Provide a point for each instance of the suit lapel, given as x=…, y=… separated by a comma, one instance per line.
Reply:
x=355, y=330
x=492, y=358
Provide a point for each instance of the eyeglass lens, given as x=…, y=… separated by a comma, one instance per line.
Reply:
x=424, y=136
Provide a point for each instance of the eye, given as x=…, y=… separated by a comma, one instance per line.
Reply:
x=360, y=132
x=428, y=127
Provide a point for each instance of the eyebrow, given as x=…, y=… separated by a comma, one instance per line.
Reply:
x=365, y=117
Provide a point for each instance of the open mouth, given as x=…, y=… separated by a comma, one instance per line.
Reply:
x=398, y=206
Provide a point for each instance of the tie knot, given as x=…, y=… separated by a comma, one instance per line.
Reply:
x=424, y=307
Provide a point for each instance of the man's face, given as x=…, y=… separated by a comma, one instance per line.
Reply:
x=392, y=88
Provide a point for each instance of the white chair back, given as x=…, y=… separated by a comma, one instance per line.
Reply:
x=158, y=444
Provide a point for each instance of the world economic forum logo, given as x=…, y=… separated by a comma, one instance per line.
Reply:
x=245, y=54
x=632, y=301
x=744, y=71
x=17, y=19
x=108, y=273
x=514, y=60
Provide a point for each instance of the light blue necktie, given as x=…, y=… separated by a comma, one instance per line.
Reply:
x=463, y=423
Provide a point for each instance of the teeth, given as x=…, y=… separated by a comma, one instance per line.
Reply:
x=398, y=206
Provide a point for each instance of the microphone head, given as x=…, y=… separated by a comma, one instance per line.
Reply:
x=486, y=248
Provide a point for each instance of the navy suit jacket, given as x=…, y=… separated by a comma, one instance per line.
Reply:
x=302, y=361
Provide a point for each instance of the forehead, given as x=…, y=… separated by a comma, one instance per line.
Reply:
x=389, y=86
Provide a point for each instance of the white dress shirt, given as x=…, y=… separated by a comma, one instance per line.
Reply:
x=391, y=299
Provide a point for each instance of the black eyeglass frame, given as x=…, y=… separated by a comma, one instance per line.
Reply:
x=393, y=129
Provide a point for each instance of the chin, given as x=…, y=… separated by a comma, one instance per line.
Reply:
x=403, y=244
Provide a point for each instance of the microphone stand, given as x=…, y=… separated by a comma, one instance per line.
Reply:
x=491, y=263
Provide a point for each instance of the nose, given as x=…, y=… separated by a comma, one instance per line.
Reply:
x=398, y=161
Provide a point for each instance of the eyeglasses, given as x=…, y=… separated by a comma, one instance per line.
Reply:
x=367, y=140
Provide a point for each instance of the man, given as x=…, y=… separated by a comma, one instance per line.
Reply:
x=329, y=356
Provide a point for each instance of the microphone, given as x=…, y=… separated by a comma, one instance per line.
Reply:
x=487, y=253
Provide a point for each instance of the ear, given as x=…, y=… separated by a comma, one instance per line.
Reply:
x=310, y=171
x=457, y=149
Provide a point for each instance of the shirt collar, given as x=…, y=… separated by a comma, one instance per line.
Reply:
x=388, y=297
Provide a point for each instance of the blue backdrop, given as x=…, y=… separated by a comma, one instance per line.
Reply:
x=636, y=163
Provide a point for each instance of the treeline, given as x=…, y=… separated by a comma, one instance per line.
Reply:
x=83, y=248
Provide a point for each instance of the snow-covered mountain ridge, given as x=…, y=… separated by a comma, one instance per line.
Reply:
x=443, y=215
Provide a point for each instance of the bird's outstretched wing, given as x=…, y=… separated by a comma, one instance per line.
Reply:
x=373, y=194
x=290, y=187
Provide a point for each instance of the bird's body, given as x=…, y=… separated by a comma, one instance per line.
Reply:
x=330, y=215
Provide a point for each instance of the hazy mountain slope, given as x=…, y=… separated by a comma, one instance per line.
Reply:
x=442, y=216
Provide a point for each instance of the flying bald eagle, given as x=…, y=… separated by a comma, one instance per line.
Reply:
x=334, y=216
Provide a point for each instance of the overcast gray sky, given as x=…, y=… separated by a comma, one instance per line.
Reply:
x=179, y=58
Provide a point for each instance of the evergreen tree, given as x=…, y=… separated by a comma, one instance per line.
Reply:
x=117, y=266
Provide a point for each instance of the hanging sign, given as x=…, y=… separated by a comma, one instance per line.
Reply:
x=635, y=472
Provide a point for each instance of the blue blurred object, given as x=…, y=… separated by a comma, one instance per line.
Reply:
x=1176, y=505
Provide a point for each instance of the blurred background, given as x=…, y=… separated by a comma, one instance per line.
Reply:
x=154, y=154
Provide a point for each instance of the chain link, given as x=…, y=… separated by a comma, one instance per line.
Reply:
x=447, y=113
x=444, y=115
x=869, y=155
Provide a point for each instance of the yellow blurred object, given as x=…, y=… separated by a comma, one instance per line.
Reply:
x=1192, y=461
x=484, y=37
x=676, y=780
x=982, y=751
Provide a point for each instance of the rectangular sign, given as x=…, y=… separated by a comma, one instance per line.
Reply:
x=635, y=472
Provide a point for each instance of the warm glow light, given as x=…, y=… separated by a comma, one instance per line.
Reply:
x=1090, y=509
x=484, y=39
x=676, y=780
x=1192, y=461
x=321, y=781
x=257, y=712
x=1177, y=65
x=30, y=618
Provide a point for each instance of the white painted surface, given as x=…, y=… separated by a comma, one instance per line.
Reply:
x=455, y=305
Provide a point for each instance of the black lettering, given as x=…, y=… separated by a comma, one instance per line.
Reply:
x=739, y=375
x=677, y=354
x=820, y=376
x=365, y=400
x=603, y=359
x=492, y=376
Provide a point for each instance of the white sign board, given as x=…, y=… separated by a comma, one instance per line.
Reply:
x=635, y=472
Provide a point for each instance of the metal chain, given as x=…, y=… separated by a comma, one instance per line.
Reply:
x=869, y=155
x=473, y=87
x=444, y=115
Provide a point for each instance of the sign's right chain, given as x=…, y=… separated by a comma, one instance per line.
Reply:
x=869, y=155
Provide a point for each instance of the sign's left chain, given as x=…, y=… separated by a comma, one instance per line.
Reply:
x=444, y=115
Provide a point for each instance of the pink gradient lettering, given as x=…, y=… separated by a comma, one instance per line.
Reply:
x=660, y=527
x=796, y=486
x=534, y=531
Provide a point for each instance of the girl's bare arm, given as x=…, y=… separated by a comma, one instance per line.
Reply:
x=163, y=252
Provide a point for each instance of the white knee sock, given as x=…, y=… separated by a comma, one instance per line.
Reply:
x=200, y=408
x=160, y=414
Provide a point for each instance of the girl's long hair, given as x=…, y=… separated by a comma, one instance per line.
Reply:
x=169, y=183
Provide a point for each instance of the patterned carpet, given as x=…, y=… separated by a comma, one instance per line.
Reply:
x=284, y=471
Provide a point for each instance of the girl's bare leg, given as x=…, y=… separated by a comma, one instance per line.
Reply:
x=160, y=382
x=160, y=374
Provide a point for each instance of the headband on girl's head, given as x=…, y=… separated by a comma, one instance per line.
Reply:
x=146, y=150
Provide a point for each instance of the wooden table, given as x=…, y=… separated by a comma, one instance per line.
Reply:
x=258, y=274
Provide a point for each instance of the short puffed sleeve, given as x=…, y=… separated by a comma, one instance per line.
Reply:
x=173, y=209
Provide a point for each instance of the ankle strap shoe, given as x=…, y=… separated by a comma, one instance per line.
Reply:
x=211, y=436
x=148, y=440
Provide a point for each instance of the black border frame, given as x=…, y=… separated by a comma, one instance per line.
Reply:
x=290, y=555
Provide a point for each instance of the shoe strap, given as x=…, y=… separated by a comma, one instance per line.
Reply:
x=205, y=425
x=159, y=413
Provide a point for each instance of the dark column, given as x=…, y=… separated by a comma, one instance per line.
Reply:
★ ★ ★ ★
* _Required work_:
Reproduce the entries above exactly, every line included.

* _Expected output_:
Provide a point for each instance of the suit lapel, given as x=…, y=… separated by a comma, one instance per line.
Reply:
x=355, y=330
x=492, y=358
Provide a point for each instance of the eyeglass lens, given as x=…, y=… separated by a comma, one instance per line.
Reply:
x=424, y=136
Provide a point for each instance of the eye, given as x=…, y=… separated by a comma, one instance per line.
Reply:
x=360, y=132
x=428, y=127
Provide a point for each instance of the eyebrow, given as x=…, y=… separated by a comma, one instance per line.
Reply:
x=365, y=117
Provide a point for each instance of the open mouth, given as x=…, y=… separated by a comma, one instance per line.
Reply:
x=398, y=206
Provide a point for each instance of the tie knot, given as x=…, y=… separated by a comma, one instance per line.
Reply:
x=424, y=307
Provide a point for each instance of the man's face, given as x=…, y=… separated by a comma, one instance per line.
Reply:
x=392, y=88
Provide a point for each instance of the white chair back, given as x=…, y=… separated by a comma, one instance per line.
Reply:
x=158, y=444
Provide a point for each instance of the world economic forum logo, given as x=…, y=… separated by a comma, one instance per line.
Reply:
x=245, y=54
x=632, y=301
x=744, y=71
x=17, y=19
x=108, y=273
x=514, y=60
Provide a point for each instance of the light blue necktie, given as x=…, y=… separated by a comma, one instance per line.
Reply:
x=463, y=423
Provide a point for each instance of the teeth, given as x=…, y=… separated by a comma, one instance per line.
Reply:
x=398, y=206
Provide a point for each instance of the microphone head, given as x=…, y=… separated by a comma, one instance per line.
Reply:
x=486, y=248
Provide a point for each instance of the navy suit jacket, given as x=…, y=… separated by a comma, one instance per line.
Reply:
x=302, y=361
Provide a point for each instance of the forehead, given as x=…, y=… separated by a comma, one instance per line.
Reply:
x=389, y=86
Provide a point for each instance of the white dress shirt, given as x=…, y=… separated by a comma, one instance per line.
Reply:
x=391, y=299
Provide a point for each instance of the black eyeglass frame, given as x=…, y=… separated by a comma, one instance per line.
Reply:
x=393, y=129
Provide a point for each instance of the chin, given as x=…, y=… separated by a comma, one instance per line.
Reply:
x=403, y=244
Provide a point for each instance of the microphone stand, given as x=…, y=… separated by a comma, one instance per line.
Reply:
x=491, y=263
Provide a point for each instance of the nose, given as x=…, y=… separated by a comma, one instance per line.
Reply:
x=398, y=161
Provide a point for each instance of the eyeglasses, given as x=…, y=… separated by a comma, one instance per line.
Reply:
x=367, y=140
Provide a point for each instance of the man, given as x=…, y=… separated by a comma, one instance per line.
Reply:
x=329, y=356
Provide a point for each instance of the microphone, given as x=…, y=… separated by a comma, one instance per line.
Reply:
x=487, y=253
Provide a point for each instance of the ear, given as x=…, y=… separated by a comma, one instance per line.
Reply:
x=310, y=171
x=457, y=149
Provide a point for each instance of the shirt collar, given as x=…, y=… separated by a comma, one instance per line.
Reply:
x=388, y=297
Provide a point for each instance of the blue backdrop, given as x=…, y=… separated by a comma, one instance per line.
Reply:
x=636, y=163
Provide a point for each instance of the treeline, given as x=…, y=… separated by a comma, one instance per line.
Reply:
x=83, y=248
Provide a point for each instance of the snow-covered mountain ridge, given as x=…, y=… separated by a comma, one instance per line.
Reply:
x=443, y=215
Provide a point for each instance of the bird's outstretched wing, given as x=…, y=… separated by a comma, one instance per line.
Reply:
x=373, y=194
x=290, y=187
Provide a point for each instance of the bird's body, given as x=…, y=… separated by a comma, one instance per line.
Reply:
x=330, y=215
Provide a point for each instance of the hazy mountain slope, given as x=…, y=… separated by a comma, one instance per line.
Reply:
x=442, y=216
Provide a point for each instance of the flying bald eagle, given as x=…, y=… separated by a comma, one instance per line.
Reply:
x=334, y=216
Provide a point for each instance of the overcast gray sky, given as x=…, y=… separated by a comma, one instance per line.
Reply:
x=179, y=58
Provide a point for each instance of the evergreen tree, given as x=…, y=… separated by a comma, one instance per line.
Reply:
x=117, y=266
Provide a point for each instance of the hanging sign, given as x=…, y=… separated by a comma, one instance per line.
Reply:
x=635, y=472
Provide a point for each instance of the blue blurred object, given as x=…, y=… separated by a comma, one instance per line.
Reply:
x=1176, y=505
Provide a point for each instance of the blurred background, given as x=…, y=… separated by a comma, one instance per line.
Reply:
x=154, y=154
Provide a point for each instance of the chain link, given as x=…, y=… separated by a comma, one instance per line.
Reply:
x=447, y=113
x=444, y=115
x=869, y=155
Provide a point for each instance of the yellow blurred object, given as x=…, y=… separated by a comma, one instance per line.
Reply:
x=1192, y=461
x=484, y=37
x=676, y=780
x=982, y=751
Provide a point for each instance of the rectangular sign, given as x=…, y=… separated by a comma, one instance per line.
Reply:
x=635, y=472
Provide a point for each instance of the warm glow light, given as x=…, y=… separated by a comma, one instance per line.
Reply:
x=1090, y=509
x=484, y=39
x=676, y=780
x=1192, y=461
x=321, y=781
x=257, y=712
x=1177, y=65
x=30, y=618
Provide a point for each instance of the white painted surface, given as x=…, y=… separated by a comma, one instance per line.
Reply:
x=455, y=305
Provide a point for each instance of the black lettering, given as x=…, y=… separated by a comma, one instance per line.
Reply:
x=739, y=375
x=677, y=354
x=820, y=376
x=365, y=400
x=603, y=359
x=492, y=376
Provide a point for each instance of the white sign board, given as x=…, y=… separated by a comma, one instance per line.
Reply:
x=635, y=472
Provide a point for each instance of the metal chain, given as x=…, y=… separated by a comma, one instance per line.
Reply:
x=869, y=155
x=473, y=87
x=444, y=115
Provide a point for each instance of the sign's right chain, given as x=…, y=… separated by a comma, one instance per line.
Reply:
x=869, y=155
Provide a point for each instance of the sign's left chain, given as x=…, y=… separated by a comma, one instance per line.
Reply:
x=444, y=115
Provide a point for each instance of the pink gradient lettering, given as x=…, y=… separated by a comma, one instance per line.
Reply:
x=660, y=527
x=796, y=486
x=534, y=531
Provide a point for each instance of the girl's bare arm, given as x=…, y=… separated by a comma, one instance per line.
Reply:
x=163, y=252
Provide a point for each instance of the white knee sock, given as x=…, y=… separated by a comma, one instance per line.
Reply:
x=200, y=408
x=160, y=414
Provide a point for each instance of the girl's long hair, given as x=…, y=… separated by a comma, one instance per line.
Reply:
x=169, y=183
Provide a point for each instance of the patterned carpet, given as x=…, y=… separated by a comma, one instance per line.
Reply:
x=284, y=471
Provide a point for each instance of the girl's bare leg, given as x=…, y=… separated by a comma, one instance per line.
Reply:
x=160, y=382
x=160, y=374
Provide a point for each instance of the headband on girl's head, given as x=…, y=… separated by a comma, one instance per line.
Reply:
x=146, y=150
Provide a point for each instance of the wooden table, given as x=…, y=… separated by a comma, one instance per line.
Reply:
x=258, y=274
Provide a point for each instance of the short puffed sleeve, given as x=…, y=… separated by a comma, one instance per line.
Reply:
x=173, y=209
Provide a point for each instance of the ankle strap shoe, given as x=…, y=… separated by a comma, one instance per line.
Reply:
x=211, y=436
x=148, y=440
Provide a point for each instance of the black border frame, given as x=…, y=… separated by a comma, one instance per line.
Reply:
x=290, y=555
Provide a point for each instance of the shoe strap, given as x=…, y=… separated by a comma, one instance per line.
Reply:
x=205, y=425
x=159, y=413
Provide a point for each instance of the dark column, given as x=…, y=… separated by a comma, one instance per line.
Reply:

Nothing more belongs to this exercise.